*** Opening of DATA EXTRACTS ***
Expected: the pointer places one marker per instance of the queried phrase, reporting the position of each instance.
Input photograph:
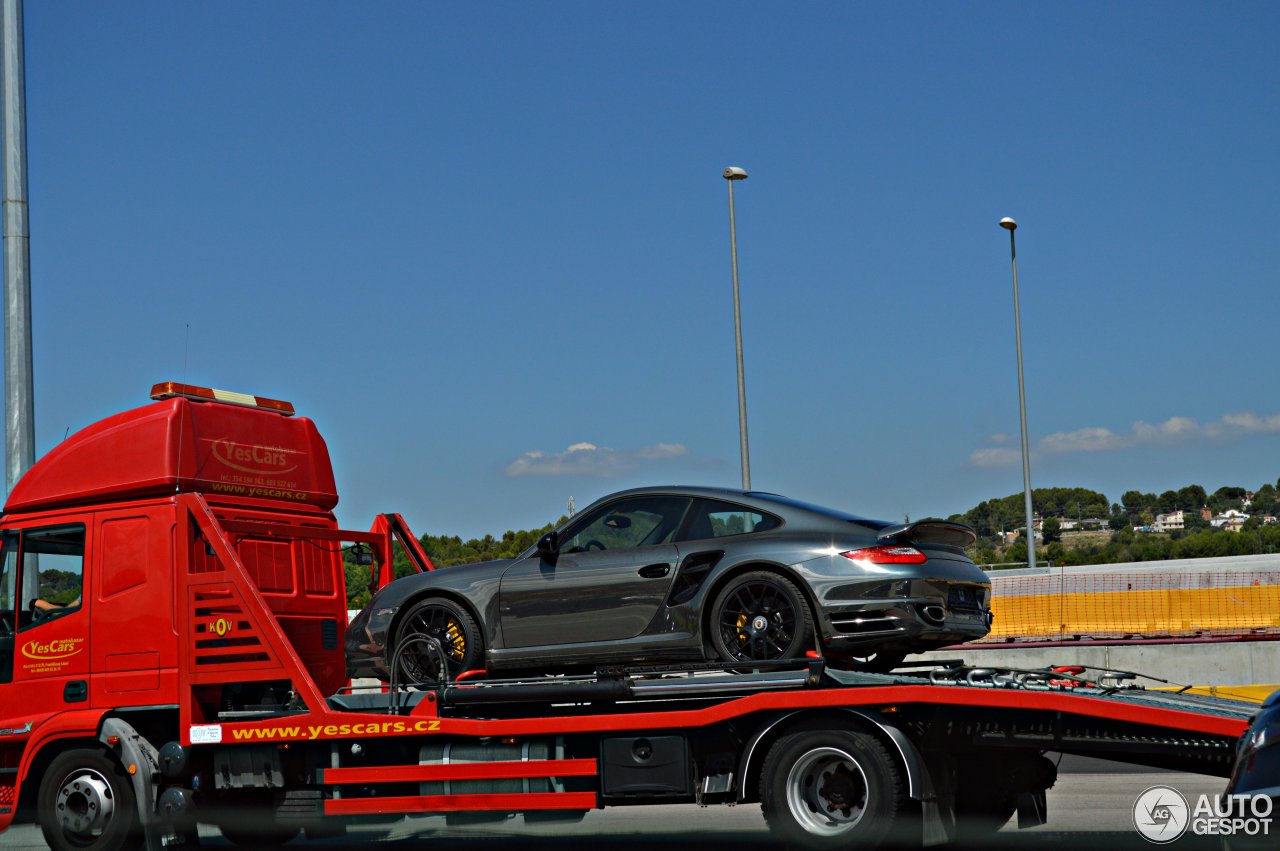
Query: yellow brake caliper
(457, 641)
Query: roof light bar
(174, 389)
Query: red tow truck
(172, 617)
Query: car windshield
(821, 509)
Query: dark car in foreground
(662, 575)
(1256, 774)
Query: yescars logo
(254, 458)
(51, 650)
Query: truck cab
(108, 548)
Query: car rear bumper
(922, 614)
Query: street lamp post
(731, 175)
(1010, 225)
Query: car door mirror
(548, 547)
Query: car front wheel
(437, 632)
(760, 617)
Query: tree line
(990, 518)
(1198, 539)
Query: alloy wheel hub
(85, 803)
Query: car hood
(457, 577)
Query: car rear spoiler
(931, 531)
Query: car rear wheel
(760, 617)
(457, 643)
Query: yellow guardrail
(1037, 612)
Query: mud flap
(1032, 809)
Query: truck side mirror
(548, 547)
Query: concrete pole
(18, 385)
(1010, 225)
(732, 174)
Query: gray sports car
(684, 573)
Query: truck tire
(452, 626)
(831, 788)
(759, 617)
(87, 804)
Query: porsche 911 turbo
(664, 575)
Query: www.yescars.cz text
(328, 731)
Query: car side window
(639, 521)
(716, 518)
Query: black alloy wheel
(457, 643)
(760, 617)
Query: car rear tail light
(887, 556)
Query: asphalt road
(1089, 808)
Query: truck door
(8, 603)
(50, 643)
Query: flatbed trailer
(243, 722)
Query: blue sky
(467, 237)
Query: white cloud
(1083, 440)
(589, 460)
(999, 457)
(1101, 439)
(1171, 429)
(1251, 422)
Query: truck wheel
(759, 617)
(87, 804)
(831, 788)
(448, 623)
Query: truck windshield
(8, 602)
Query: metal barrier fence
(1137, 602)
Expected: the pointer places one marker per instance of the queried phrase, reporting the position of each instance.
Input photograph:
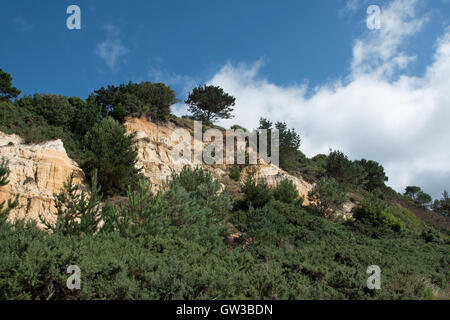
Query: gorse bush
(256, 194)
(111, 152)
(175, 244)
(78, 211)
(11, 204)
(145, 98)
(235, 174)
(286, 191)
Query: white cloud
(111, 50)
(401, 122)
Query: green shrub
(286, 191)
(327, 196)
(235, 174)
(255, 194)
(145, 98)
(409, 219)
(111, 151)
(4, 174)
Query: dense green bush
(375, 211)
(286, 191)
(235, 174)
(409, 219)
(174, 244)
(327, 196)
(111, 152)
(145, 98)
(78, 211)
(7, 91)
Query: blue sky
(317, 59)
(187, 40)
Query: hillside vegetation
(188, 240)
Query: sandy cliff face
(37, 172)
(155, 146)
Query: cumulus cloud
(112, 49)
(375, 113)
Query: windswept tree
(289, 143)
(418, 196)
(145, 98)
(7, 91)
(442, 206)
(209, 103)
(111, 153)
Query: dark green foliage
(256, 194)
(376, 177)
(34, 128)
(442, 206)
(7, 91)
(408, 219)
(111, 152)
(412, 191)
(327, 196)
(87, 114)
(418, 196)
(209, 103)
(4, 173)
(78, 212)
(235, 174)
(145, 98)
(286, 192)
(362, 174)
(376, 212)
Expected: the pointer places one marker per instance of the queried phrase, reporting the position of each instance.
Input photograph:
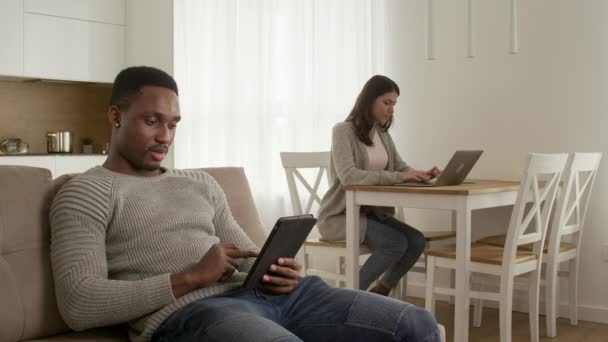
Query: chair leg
*** Close of DATA EXTRACTS ***
ASSIGNMENT | Each line above is to be duplicated exactly, and the pictures are to be omitted.

TASK RESPONSE |
Expected: the pointer places one marker per instance of the queried phrase, reporting the position of each instance.
Input photograph:
Query: yellow brake caliper
(457, 641)
Query: roof light bar
(174, 389)
Query: red tow truck
(172, 617)
Query: car windshield
(821, 509)
Query: dark car in foreground
(662, 575)
(1256, 774)
Query: yescars logo
(254, 458)
(51, 650)
Query: truck cab
(108, 548)
Query: car rear bumper
(922, 614)
Query: street lamp post
(731, 175)
(1010, 225)
Query: car door mirror
(548, 547)
Query: car front wheel
(437, 632)
(760, 617)
Query: tree line
(990, 518)
(1198, 539)
Query: alloy wheel hub
(85, 803)
Query: car hood
(457, 577)
Query: car rear spoiler
(931, 531)
Query: car rear wheel
(760, 617)
(457, 643)
Query: yellow guardrail
(1037, 612)
Query: mud flap
(1032, 809)
Query: truck side mirror
(548, 547)
Query: concrete pole
(18, 385)
(1010, 225)
(732, 174)
Query: gray sports car
(684, 573)
Query: truck tire
(452, 626)
(831, 788)
(759, 617)
(87, 804)
Query: porsche 911 turbo
(664, 575)
Query: www.yescars.cz text
(328, 731)
Query: car side window
(639, 521)
(716, 518)
Query: black alloy wheel
(457, 643)
(760, 617)
Query: car rear tail light
(887, 556)
Query: asphalt road
(1089, 808)
Query: truck door
(8, 603)
(50, 643)
Query: flatbed trailer
(243, 722)
Query: blue sky
(467, 237)
Query: white cloud
(1083, 440)
(589, 460)
(999, 457)
(1101, 439)
(1171, 429)
(1251, 422)
Query: truck wheel
(759, 617)
(87, 804)
(831, 788)
(448, 623)
Query: truck windshield
(8, 602)
Query: metal barrier fence
(1137, 602)
Expected: the pointer places one marker per instance of the queried phrase, reporting the position of each instance.
Input photograph:
Query: gorse bush
(256, 194)
(111, 152)
(175, 244)
(78, 211)
(11, 204)
(145, 98)
(235, 174)
(286, 191)
Query: white cloud
(111, 50)
(401, 122)
Query: green shrub
(286, 191)
(327, 196)
(235, 174)
(255, 194)
(145, 98)
(409, 219)
(111, 151)
(4, 174)
Query: dense green bush
(375, 211)
(286, 191)
(235, 174)
(409, 219)
(174, 244)
(327, 196)
(111, 152)
(145, 98)
(78, 211)
(7, 91)
Query: blue sky
(317, 59)
(187, 40)
Query: hillside vegetation
(188, 240)
Query: sandy cliff face
(37, 172)
(155, 146)
Query: cumulus cloud
(112, 49)
(375, 113)
Query: windswept tree
(289, 143)
(418, 196)
(145, 98)
(7, 91)
(442, 206)
(209, 103)
(111, 153)
Query: dark green foliage
(256, 194)
(376, 177)
(34, 128)
(442, 206)
(7, 91)
(408, 219)
(111, 152)
(412, 191)
(327, 196)
(87, 114)
(418, 196)
(209, 103)
(4, 173)
(78, 212)
(235, 174)
(145, 98)
(286, 192)
(362, 174)
(376, 212)
Expected: the pointer places one marker per instance of the queried phrase, reporting the position of each instance.
Input photograph:
Query: chair leg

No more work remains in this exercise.